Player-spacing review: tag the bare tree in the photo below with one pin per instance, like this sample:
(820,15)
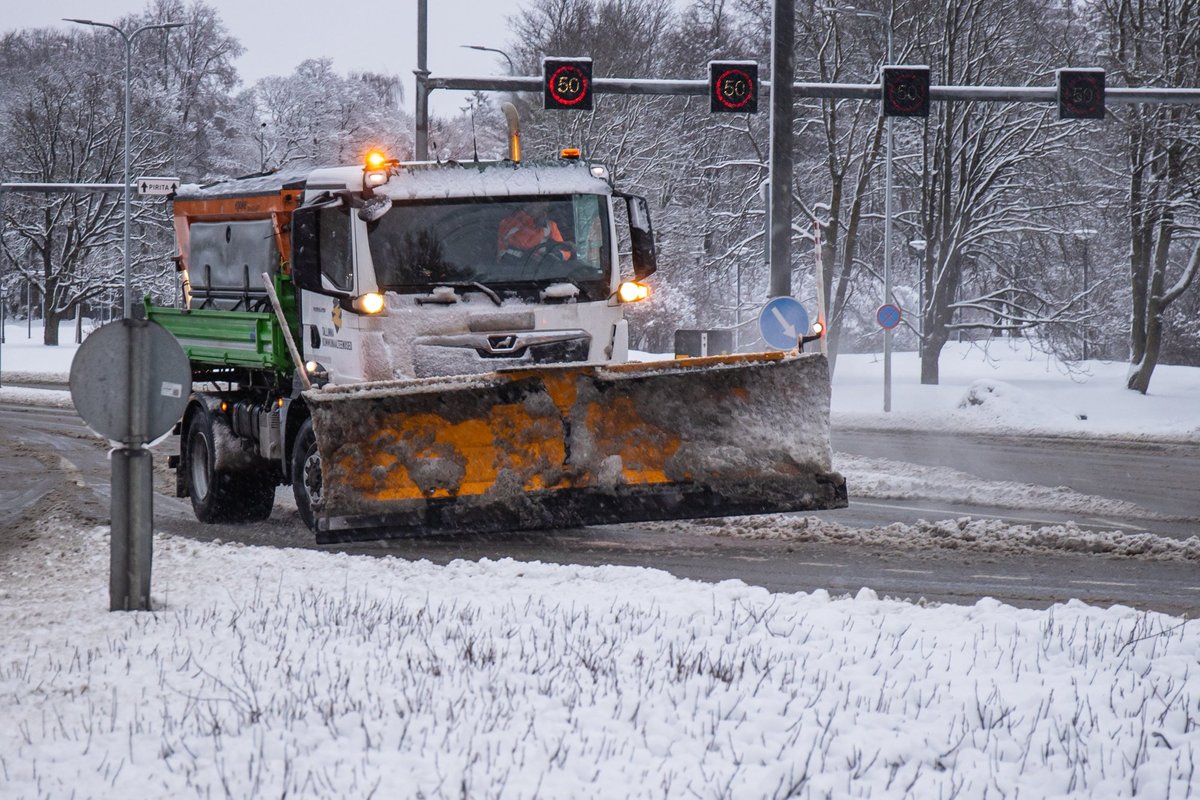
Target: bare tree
(316,116)
(1157,42)
(60,127)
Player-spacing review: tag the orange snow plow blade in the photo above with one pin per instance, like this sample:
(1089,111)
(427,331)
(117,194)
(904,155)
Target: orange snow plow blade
(568,446)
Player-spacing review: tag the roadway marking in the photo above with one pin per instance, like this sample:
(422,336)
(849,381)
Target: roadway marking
(1001,577)
(1116,523)
(960,512)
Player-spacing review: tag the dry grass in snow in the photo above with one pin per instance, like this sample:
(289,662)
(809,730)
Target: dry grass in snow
(271,673)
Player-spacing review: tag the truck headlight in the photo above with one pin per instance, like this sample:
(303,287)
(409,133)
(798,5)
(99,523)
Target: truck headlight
(369,304)
(633,292)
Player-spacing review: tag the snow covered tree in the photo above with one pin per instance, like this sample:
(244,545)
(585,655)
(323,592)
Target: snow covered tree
(1157,42)
(316,116)
(59,127)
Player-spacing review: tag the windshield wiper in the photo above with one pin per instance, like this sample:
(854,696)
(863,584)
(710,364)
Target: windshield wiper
(472,284)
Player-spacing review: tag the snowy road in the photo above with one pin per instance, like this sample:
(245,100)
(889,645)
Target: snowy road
(52,467)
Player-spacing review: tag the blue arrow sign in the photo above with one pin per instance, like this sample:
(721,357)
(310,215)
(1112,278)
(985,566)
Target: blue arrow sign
(783,322)
(888,316)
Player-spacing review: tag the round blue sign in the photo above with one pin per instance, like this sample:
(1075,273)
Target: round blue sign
(783,322)
(888,316)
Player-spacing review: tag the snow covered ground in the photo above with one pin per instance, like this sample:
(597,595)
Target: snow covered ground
(318,674)
(269,672)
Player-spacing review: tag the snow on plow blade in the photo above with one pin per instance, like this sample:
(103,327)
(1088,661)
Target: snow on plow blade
(568,446)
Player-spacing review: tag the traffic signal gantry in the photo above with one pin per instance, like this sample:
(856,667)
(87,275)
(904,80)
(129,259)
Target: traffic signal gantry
(903,90)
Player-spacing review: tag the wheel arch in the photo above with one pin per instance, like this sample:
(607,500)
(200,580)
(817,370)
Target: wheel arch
(295,414)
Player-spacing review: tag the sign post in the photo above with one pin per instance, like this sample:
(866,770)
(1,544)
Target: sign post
(783,322)
(156,186)
(130,382)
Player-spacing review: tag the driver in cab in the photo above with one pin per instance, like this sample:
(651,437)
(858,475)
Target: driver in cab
(529,232)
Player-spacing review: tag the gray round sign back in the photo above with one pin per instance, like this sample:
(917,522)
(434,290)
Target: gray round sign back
(130,382)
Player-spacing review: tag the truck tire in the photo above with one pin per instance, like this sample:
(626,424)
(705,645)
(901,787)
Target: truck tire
(222,495)
(306,481)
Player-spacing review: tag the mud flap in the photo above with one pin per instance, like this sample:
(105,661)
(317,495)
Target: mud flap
(569,446)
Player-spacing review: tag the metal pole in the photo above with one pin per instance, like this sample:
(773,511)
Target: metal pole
(783,60)
(887,251)
(127,305)
(125,175)
(421,115)
(132,503)
(1085,300)
(4,295)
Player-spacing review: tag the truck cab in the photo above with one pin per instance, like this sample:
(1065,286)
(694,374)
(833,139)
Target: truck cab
(429,270)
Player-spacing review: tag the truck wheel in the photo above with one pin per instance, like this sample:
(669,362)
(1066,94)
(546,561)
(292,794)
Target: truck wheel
(306,481)
(222,497)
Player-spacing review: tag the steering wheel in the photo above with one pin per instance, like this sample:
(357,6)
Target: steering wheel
(551,250)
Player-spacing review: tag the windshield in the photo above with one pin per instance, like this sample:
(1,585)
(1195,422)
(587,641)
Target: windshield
(523,240)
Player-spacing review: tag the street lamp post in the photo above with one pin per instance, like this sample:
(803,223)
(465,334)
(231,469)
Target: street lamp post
(127,306)
(513,68)
(1085,234)
(918,246)
(887,203)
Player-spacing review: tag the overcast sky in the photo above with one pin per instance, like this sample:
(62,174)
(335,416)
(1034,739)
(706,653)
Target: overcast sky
(279,35)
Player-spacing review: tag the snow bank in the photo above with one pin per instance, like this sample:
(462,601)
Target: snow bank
(311,674)
(46,397)
(1007,386)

### WHAT YOU NEED TO DO
Keep the pictures out of your copy, and repeat every entry above exactly.

### SOLUTION
Player-spacing review: tag the bare tree in the photo below with one pin per instance, like this sample:
(820,15)
Target: bare tree
(316,116)
(1157,42)
(60,127)
Player-spacing review: tag the orange snow plow blade in the photo above with one pin per instance, like this sample:
(1089,111)
(427,331)
(117,194)
(904,155)
Target: orange snow plow blade
(568,446)
Player-spacing review: tag the roadway marking in the photo above with one pin per instance, like this sample:
(422,336)
(849,381)
Target: roadway marking
(1001,577)
(1116,523)
(960,512)
Player-spacing review: tag the dry grass in snow in the photo above with one pin per instance, like this sample:
(289,662)
(809,730)
Target: dry grass in snow
(271,673)
Player-spacing review: tag the truck headlight in the photo above with one pin per instance, like this sample:
(303,287)
(409,133)
(798,5)
(99,523)
Target: truck headlight
(369,304)
(633,292)
Player-spacing review: tag the snow covered tree in the photo above with one pin per instance, like this sample:
(244,545)
(585,655)
(323,592)
Target: snow covered tree
(1157,42)
(316,116)
(59,127)
Player-spacing review: tag the windshield wiper in the photo above with one pin per instance, like this sample:
(854,696)
(863,584)
(710,364)
Target: windshield wiper
(472,284)
Player-spacing review: tag the snowy road in the photo above with one pin per instance, like this sample:
(245,100)
(889,645)
Target: snowy road
(52,467)
Player-spacing review: tag the blue arrow sign in the photo above with one pin per instance, like this sample:
(721,357)
(310,215)
(1112,278)
(985,566)
Target: blue arrow sign
(783,322)
(888,316)
Player-spacing review: tag the round blue sign in the photo above with one pin per instance, like this sample:
(1075,273)
Target: round blue sign
(783,322)
(888,316)
Player-spacing review: tag the snow covered ground in the photo above with one pin per instance, like this sample:
(597,595)
Target: snow covered ground
(318,674)
(269,672)
Player-spacing review: tag the snow on plow blade in the photo above with one pin per instance, like this sample:
(103,327)
(1088,661)
Target: snow on plow blade
(568,446)
Player-spacing review: tag the traffic signal gantry in the photo above with one pin per instance, like this sample:
(856,667)
(87,275)
(904,80)
(129,259)
Target: traffic signal gantry
(903,90)
Player-spacing review: tag the wheel arch in the photo above with one pin per instance, like this sample:
(607,500)
(200,580)
(817,370)
Target: wheel arch
(295,414)
Player-spacing review: tag the sign post in the photo above with one pin per instance, like this sample:
(866,770)
(1,544)
Target: sign post
(783,322)
(156,186)
(130,382)
Player-spacing review: tag the driver in cab in the photo above with one pin per instance, like this sample:
(651,437)
(858,475)
Target: driver in cab
(529,232)
Player-spacing review: tag the gray round sign back in the photo above with one pin per instance, like this sample:
(917,522)
(434,290)
Target: gray round sign back
(130,382)
Player-spacing review: tag the truck tire in the photo above with one pin per instance, like this sample:
(626,424)
(705,645)
(901,787)
Target: truck tire
(222,495)
(306,481)
Player-spacing review: tag the mud flap in the photo above with one pin per instance, like this sample:
(105,661)
(317,495)
Target: mud flap
(569,446)
Player-spacing review: tag the metal pole in the photo above with one pin per instance, like this sample:
(773,511)
Target: metal pole
(783,60)
(887,251)
(127,305)
(125,175)
(421,115)
(132,503)
(1085,300)
(4,295)
Player-spacing review: tag the truck cab in the photo above with one pin per instance, like this sample:
(1065,286)
(694,374)
(833,139)
Target: truck cab
(429,270)
Player-spacing review: tag the truck wheel in the photo above with one pin per instance, like this sample:
(669,362)
(1066,94)
(546,561)
(292,794)
Target: truck wheel
(306,481)
(222,497)
Player-spacing review: tag the steering wheel in the photo above with one pin per instance, like this sample:
(357,6)
Target: steering wheel
(551,250)
Player-spacing review: tag the windshield in the photo above with one pin per instance, like this sample:
(1,585)
(1195,422)
(587,641)
Target: windshield
(523,240)
Player-spacing review: tag the street lamp post in the photo above with one pin per instance, like this sample:
(803,223)
(465,334)
(231,469)
Target: street lamp post
(127,306)
(513,68)
(1085,234)
(918,246)
(887,203)
Player-spacing review: tag the overcast sky in the photo above with one pin per instance, like this sample:
(62,174)
(335,416)
(1034,739)
(706,653)
Target: overcast sky
(279,35)
Player-spacing review: tag the snow bank in the photo above with one pin per instance, like this sample:
(462,601)
Target: snow bank
(311,674)
(46,397)
(1007,386)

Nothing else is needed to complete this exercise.